**GOAL OF THE EXERCISE**
Reproduce every one of the entries below word for word.

#### INPUT RECORDS

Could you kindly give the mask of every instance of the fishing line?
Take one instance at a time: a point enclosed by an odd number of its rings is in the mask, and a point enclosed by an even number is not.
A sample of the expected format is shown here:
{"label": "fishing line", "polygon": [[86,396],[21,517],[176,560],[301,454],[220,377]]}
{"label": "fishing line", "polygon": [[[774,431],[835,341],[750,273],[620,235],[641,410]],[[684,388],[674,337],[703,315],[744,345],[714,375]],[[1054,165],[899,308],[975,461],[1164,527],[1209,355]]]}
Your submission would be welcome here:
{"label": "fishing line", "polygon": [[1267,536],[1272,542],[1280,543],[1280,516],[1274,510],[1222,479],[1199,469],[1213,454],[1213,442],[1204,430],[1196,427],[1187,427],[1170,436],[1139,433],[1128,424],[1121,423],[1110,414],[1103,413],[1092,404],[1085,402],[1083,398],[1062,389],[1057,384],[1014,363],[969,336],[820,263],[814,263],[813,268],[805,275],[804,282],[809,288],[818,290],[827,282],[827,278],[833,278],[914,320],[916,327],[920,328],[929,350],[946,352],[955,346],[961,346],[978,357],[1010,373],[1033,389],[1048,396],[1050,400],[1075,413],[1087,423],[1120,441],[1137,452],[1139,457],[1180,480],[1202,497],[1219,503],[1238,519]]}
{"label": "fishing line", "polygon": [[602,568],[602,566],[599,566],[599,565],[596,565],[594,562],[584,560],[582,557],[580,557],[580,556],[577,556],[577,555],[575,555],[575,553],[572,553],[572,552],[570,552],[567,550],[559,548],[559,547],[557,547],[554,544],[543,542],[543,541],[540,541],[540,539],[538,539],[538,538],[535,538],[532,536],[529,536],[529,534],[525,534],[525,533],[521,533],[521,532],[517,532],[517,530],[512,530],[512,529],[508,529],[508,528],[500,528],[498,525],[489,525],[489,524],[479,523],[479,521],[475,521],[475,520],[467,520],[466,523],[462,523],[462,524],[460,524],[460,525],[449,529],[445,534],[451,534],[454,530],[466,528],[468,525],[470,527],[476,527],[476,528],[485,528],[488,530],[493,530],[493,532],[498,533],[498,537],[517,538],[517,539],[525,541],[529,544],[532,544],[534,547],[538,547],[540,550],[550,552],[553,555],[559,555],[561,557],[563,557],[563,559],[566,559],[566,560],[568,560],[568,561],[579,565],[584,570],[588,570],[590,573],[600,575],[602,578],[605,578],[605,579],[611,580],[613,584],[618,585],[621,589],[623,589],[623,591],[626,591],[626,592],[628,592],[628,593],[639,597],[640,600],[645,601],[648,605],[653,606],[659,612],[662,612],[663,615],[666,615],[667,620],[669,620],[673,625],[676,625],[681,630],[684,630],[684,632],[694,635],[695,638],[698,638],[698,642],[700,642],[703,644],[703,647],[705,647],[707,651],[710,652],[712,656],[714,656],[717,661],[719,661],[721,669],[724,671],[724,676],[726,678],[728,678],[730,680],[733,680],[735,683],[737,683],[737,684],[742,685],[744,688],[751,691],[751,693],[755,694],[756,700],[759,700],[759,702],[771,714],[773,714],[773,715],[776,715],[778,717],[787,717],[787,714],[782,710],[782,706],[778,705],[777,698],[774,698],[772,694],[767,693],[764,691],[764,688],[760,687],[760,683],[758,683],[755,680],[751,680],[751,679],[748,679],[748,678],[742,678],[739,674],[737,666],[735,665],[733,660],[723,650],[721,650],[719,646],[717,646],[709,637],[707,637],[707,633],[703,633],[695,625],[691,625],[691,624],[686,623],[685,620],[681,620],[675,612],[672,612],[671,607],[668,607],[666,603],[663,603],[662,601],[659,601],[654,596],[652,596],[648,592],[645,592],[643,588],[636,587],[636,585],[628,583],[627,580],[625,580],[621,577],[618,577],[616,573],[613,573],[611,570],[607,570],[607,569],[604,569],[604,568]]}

########

**OUTPUT**
Could you kindly give the mask of every instance of the fishing line?
Take one instance at a time: a point enclosed by an odd number of its rings is in the mask, and a point enclosed by an even number is not.
A sample of the expected format is shown here:
{"label": "fishing line", "polygon": [[86,396],[21,517],[176,560],[301,454],[220,377]]}
{"label": "fishing line", "polygon": [[[774,431],[835,341],[750,273],[620,235],[641,410]],[[684,388],[674,337],[703,315],[744,345],[714,375]],[[1054,165],[899,308],[975,461],[1164,527],[1209,355]]]}
Your submission would be welcome here:
{"label": "fishing line", "polygon": [[1267,536],[1272,542],[1280,543],[1280,516],[1274,510],[1222,479],[1199,469],[1213,454],[1213,442],[1204,430],[1196,427],[1187,427],[1170,436],[1139,433],[1128,424],[1121,423],[1110,414],[1103,413],[1092,404],[1085,402],[1083,398],[1062,389],[1057,384],[1014,363],[969,336],[820,263],[814,263],[813,268],[805,275],[804,282],[809,288],[818,290],[827,282],[827,278],[833,278],[914,320],[916,327],[920,328],[929,350],[946,352],[955,346],[961,346],[978,357],[1010,373],[1033,389],[1048,396],[1050,400],[1075,413],[1087,423],[1120,441],[1137,452],[1139,457],[1180,480],[1202,497],[1219,503],[1238,519]]}
{"label": "fishing line", "polygon": [[602,568],[602,566],[599,566],[599,565],[596,565],[594,562],[584,560],[582,557],[580,557],[580,556],[577,556],[577,555],[575,555],[575,553],[572,553],[572,552],[570,552],[567,550],[559,548],[559,547],[557,547],[554,544],[543,542],[543,541],[540,541],[540,539],[538,539],[538,538],[535,538],[532,536],[529,536],[529,534],[525,534],[525,533],[521,533],[521,532],[517,532],[517,530],[512,530],[512,529],[508,529],[508,528],[500,528],[498,525],[489,525],[489,524],[479,523],[479,521],[475,521],[475,520],[467,520],[466,523],[462,523],[462,524],[460,524],[460,525],[449,529],[445,534],[451,534],[454,530],[466,528],[468,525],[470,527],[476,527],[476,528],[485,528],[488,530],[493,530],[493,532],[498,533],[498,537],[517,538],[517,539],[525,541],[529,544],[532,544],[534,547],[538,547],[540,550],[550,552],[553,555],[559,555],[561,557],[563,557],[563,559],[566,559],[566,560],[568,560],[568,561],[579,565],[584,570],[588,570],[590,573],[600,575],[602,578],[605,578],[605,579],[611,580],[613,584],[618,585],[621,589],[623,589],[623,591],[626,591],[626,592],[628,592],[628,593],[639,597],[640,600],[645,601],[648,605],[653,606],[659,612],[662,612],[663,615],[666,615],[667,620],[669,620],[673,625],[676,625],[681,630],[684,630],[684,632],[694,635],[695,638],[698,638],[698,642],[700,642],[703,644],[703,647],[705,647],[707,651],[710,652],[712,656],[714,656],[717,661],[719,661],[721,669],[724,671],[724,676],[726,678],[728,678],[730,680],[733,680],[735,683],[737,683],[737,684],[742,685],[744,688],[751,691],[751,693],[755,694],[756,700],[759,700],[759,702],[771,714],[773,714],[773,715],[776,715],[778,717],[787,717],[787,714],[782,710],[782,706],[778,705],[777,698],[774,698],[772,694],[767,693],[764,691],[764,688],[760,687],[760,683],[758,683],[755,680],[751,680],[751,679],[748,679],[748,678],[742,678],[739,674],[737,666],[735,665],[733,660],[723,650],[721,650],[719,646],[717,646],[709,637],[707,637],[707,633],[703,633],[695,625],[691,625],[691,624],[686,623],[685,620],[681,620],[675,612],[672,612],[671,607],[668,607],[666,603],[663,603],[662,601],[659,601],[654,596],[652,596],[648,592],[645,592],[643,588],[636,587],[636,585],[628,583],[627,580],[625,580],[621,577],[618,577],[616,573],[613,573],[611,570],[607,570],[607,569],[604,569],[604,568]]}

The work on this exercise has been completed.